▶ [Activity]: Return every line of the data below exactly, but do not include the images.

......

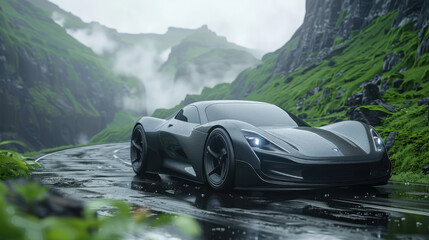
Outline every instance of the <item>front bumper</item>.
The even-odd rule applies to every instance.
[[[273,155],[257,154],[259,166],[236,160],[236,189],[312,189],[382,185],[392,174],[387,153],[381,160],[360,163],[302,164]]]

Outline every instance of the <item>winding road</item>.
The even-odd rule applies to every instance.
[[[40,181],[68,196],[186,214],[207,239],[429,239],[429,185],[216,193],[164,175],[136,177],[128,143],[63,150],[37,162]]]

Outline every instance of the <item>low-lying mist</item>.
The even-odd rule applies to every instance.
[[[60,14],[52,15],[54,21],[64,27],[66,21]],[[120,74],[139,79],[145,92],[131,89],[131,95],[117,102],[122,108],[135,113],[148,113],[157,108],[170,108],[180,103],[186,94],[197,94],[204,87],[213,87],[222,82],[232,82],[235,77],[249,67],[249,64],[230,65],[228,71],[219,73],[212,66],[187,64],[186,76],[174,79],[160,72],[170,54],[171,48],[159,50],[155,42],[145,40],[141,43],[125,45],[109,37],[102,26],[88,24],[87,28],[66,29],[67,33],[91,48],[96,54],[108,58],[113,70]]]

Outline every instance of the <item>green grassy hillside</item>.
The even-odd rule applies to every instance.
[[[0,139],[29,149],[91,137],[113,119],[127,88],[143,88],[25,0],[0,2],[0,46]]]
[[[306,114],[306,121],[317,127],[348,119],[347,98],[362,92],[361,85],[379,75],[390,85],[382,98],[397,112],[387,112],[382,125],[376,129],[383,137],[392,131],[398,132],[389,151],[394,173],[419,173],[423,166],[429,165],[428,106],[417,103],[429,96],[429,54],[417,57],[417,48],[429,31],[425,29],[424,36],[419,38],[420,29],[413,30],[412,23],[391,29],[395,15],[396,12],[392,12],[375,19],[361,31],[353,32],[349,40],[337,39],[328,59],[299,67],[287,75],[273,74],[279,52],[296,47],[299,37],[293,38],[282,49],[266,54],[261,64],[243,71],[231,84],[206,88],[199,95],[188,95],[187,99],[238,98],[270,102],[296,115]],[[383,72],[383,61],[392,53],[401,60]],[[318,54],[311,53],[309,58],[316,58]],[[397,79],[402,80],[402,84],[395,88],[392,85]],[[342,97],[340,92],[344,93]],[[159,109],[153,116],[168,116],[183,105],[182,102],[173,109]],[[361,108],[385,111],[378,105]]]

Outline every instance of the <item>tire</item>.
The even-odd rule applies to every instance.
[[[143,176],[147,168],[147,140],[142,125],[136,125],[131,135],[130,147],[131,166],[134,172]]]
[[[231,138],[222,128],[208,136],[204,149],[204,175],[215,190],[230,190],[234,185],[235,157]]]

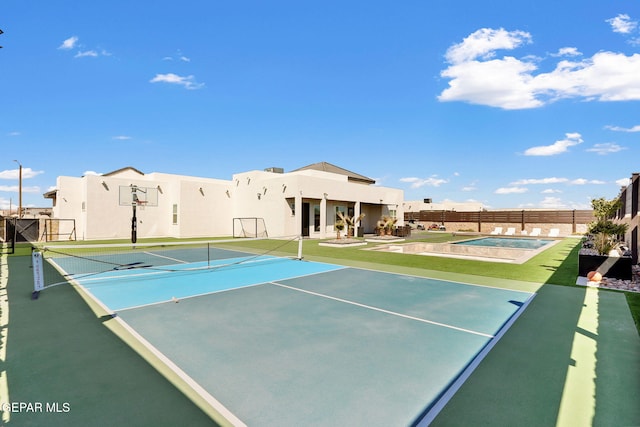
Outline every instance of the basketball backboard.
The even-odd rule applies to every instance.
[[[137,185],[121,185],[120,206],[132,206],[134,204],[158,206],[158,189]]]

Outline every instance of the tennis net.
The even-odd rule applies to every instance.
[[[250,266],[282,258],[301,259],[302,240],[296,236],[136,244],[54,244],[38,250],[65,279],[50,280],[47,276],[55,275],[45,274],[45,286],[48,287],[70,280],[138,278]]]

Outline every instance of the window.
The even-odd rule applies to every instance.
[[[173,205],[173,225],[178,224],[178,205]]]
[[[338,212],[342,212],[342,215],[345,215],[347,213],[347,208],[345,208],[344,206],[336,206],[336,221],[340,220]]]

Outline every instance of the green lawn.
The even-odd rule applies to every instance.
[[[282,243],[234,246],[257,252],[278,246],[278,253],[296,254],[297,242]],[[640,425],[640,294],[576,286],[578,239],[564,239],[521,265],[330,248],[315,240],[303,245],[308,260],[536,292],[434,426]],[[0,398],[8,393],[12,402],[69,402],[71,409],[12,413],[8,421],[3,413],[0,425],[224,424],[74,287],[50,288],[31,300],[30,252],[18,245],[14,255],[0,257],[0,294],[7,294],[0,306],[0,354],[6,355],[0,360],[0,381],[6,381]],[[585,338],[587,350],[577,347]],[[589,422],[581,424],[584,419]]]

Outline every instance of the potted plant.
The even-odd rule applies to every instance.
[[[336,239],[340,239],[340,232],[342,230],[344,230],[344,221],[342,221],[341,219],[339,219],[338,221],[336,221],[335,225],[333,226],[336,229]]]
[[[362,221],[362,218],[364,218],[364,214],[360,214],[359,216],[348,216],[343,214],[342,212],[338,211],[338,216],[340,217],[340,221],[343,222],[343,224],[346,224],[347,226],[347,237],[353,237],[355,234],[355,228],[356,225],[358,225],[358,223],[360,221]]]
[[[395,227],[396,222],[398,222],[398,218],[384,216],[382,217],[382,220],[384,221],[384,229],[386,231],[387,236],[393,235],[393,228]]]
[[[589,225],[578,255],[578,275],[586,277],[597,271],[605,277],[630,280],[631,257],[621,242],[628,226],[609,219],[619,209],[620,200],[594,199],[591,206],[596,220]]]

......

▶ [Written reply]:
Outline every instance of the <item>front bumper</item>.
The even-odd rule applies to every instance.
[[[273,155],[257,154],[259,166],[236,160],[236,189],[312,189],[382,185],[392,174],[387,153],[381,160],[360,163],[302,164]]]

Outline every instance of the <item>winding road</item>.
The even-odd rule applies to every instance.
[[[40,181],[68,196],[186,214],[207,239],[429,239],[429,185],[216,193],[164,175],[136,177],[128,143],[63,150],[37,162]]]

Outline every instance of the <item>low-lying mist</item>.
The even-odd rule applies to every instance.
[[[60,14],[52,15],[54,21],[64,27],[66,21]],[[120,74],[139,79],[145,92],[131,89],[131,95],[117,102],[122,108],[135,113],[148,113],[157,108],[170,108],[180,103],[186,94],[197,94],[204,87],[213,87],[222,82],[232,82],[235,77],[249,67],[249,64],[230,65],[228,71],[219,73],[212,66],[187,64],[186,76],[174,79],[160,72],[170,54],[171,48],[159,50],[155,42],[145,40],[141,43],[125,45],[109,37],[102,26],[88,24],[87,28],[66,29],[67,33],[91,48],[96,54],[108,58],[113,70]]]

Outline every instance of the <item>green grassy hillside</item>.
The even-odd rule applies to every instance.
[[[0,139],[29,149],[91,137],[113,119],[127,88],[143,88],[25,0],[0,2],[0,46]]]
[[[306,114],[306,121],[317,127],[348,119],[347,98],[362,92],[361,85],[379,75],[390,85],[382,98],[397,112],[387,112],[382,125],[376,129],[383,137],[392,131],[398,132],[389,151],[394,173],[419,173],[423,166],[429,165],[428,106],[417,103],[429,96],[429,54],[417,57],[417,48],[429,31],[425,29],[424,36],[419,38],[420,29],[413,30],[412,23],[391,29],[395,15],[396,12],[392,12],[375,19],[361,31],[353,32],[349,40],[337,39],[328,59],[299,67],[287,75],[273,74],[279,52],[296,47],[299,37],[293,38],[282,49],[266,54],[261,64],[243,71],[231,84],[206,88],[199,95],[188,95],[187,99],[238,98],[270,102],[296,115]],[[383,72],[383,61],[392,53],[401,60]],[[318,54],[311,53],[309,58],[316,58]],[[397,79],[402,80],[402,84],[395,88],[392,85]],[[342,97],[340,92],[344,93]],[[159,109],[153,116],[168,116],[183,105],[182,102],[173,109]],[[361,108],[385,111],[378,105]]]

Outline every instance of the <item>tire</item>.
The even-odd rule applies to every instance.
[[[143,176],[147,168],[147,140],[142,125],[136,125],[131,135],[130,147],[131,166],[134,172]]]
[[[231,138],[222,128],[208,136],[204,149],[204,175],[215,190],[230,190],[234,185],[235,157]]]

Outline every instance of the basketball backboard.
The even-odd rule applies to every instance.
[[[137,185],[121,185],[120,206],[132,206],[134,204],[158,206],[158,189]]]

Outline every instance of the tennis net.
The even-odd rule applies to every instance.
[[[250,266],[282,258],[301,259],[302,240],[296,236],[136,244],[54,244],[38,250],[65,279],[50,280],[47,276],[55,275],[45,274],[45,286],[48,287],[70,280],[138,278]]]

Outline every instance of the window.
The even-odd rule applies to every instance.
[[[173,205],[173,225],[178,224],[178,205]]]
[[[338,212],[342,212],[342,215],[345,215],[347,213],[347,208],[345,208],[344,206],[336,206],[336,221],[340,220]]]

Outline every instance of the green lawn.
The even-odd rule applies to every instance.
[[[282,243],[234,246],[257,252],[278,246],[278,253],[296,254],[297,242]],[[640,425],[640,294],[576,286],[578,239],[564,239],[521,265],[330,248],[315,240],[303,245],[308,260],[536,292],[434,426]],[[0,398],[8,393],[12,402],[69,402],[71,409],[12,413],[8,421],[3,413],[0,425],[224,424],[74,287],[50,288],[31,300],[30,252],[18,245],[14,255],[0,257],[0,294],[7,294],[0,306],[0,354],[6,355],[0,360],[0,381],[6,381]],[[585,338],[587,350],[577,347]],[[589,422],[581,424],[584,419]]]

Outline every instance of the potted plant.
The even-odd rule applies to every instance.
[[[336,239],[340,239],[340,232],[342,230],[344,230],[344,221],[342,221],[341,219],[339,219],[338,221],[336,221],[335,225],[333,226],[336,229]]]
[[[362,221],[362,218],[364,218],[364,214],[360,214],[359,216],[348,216],[343,214],[342,212],[338,211],[338,216],[340,217],[340,221],[343,222],[343,224],[346,224],[347,226],[347,237],[353,237],[355,234],[355,228],[356,225],[358,225],[358,223],[360,221]]]
[[[395,227],[396,222],[398,222],[398,218],[384,216],[382,217],[382,220],[384,221],[384,229],[386,231],[387,236],[393,235],[393,228]]]
[[[589,225],[578,255],[578,275],[586,277],[597,271],[605,277],[630,280],[631,257],[621,242],[628,226],[609,219],[619,209],[620,200],[594,199],[591,206],[596,220]]]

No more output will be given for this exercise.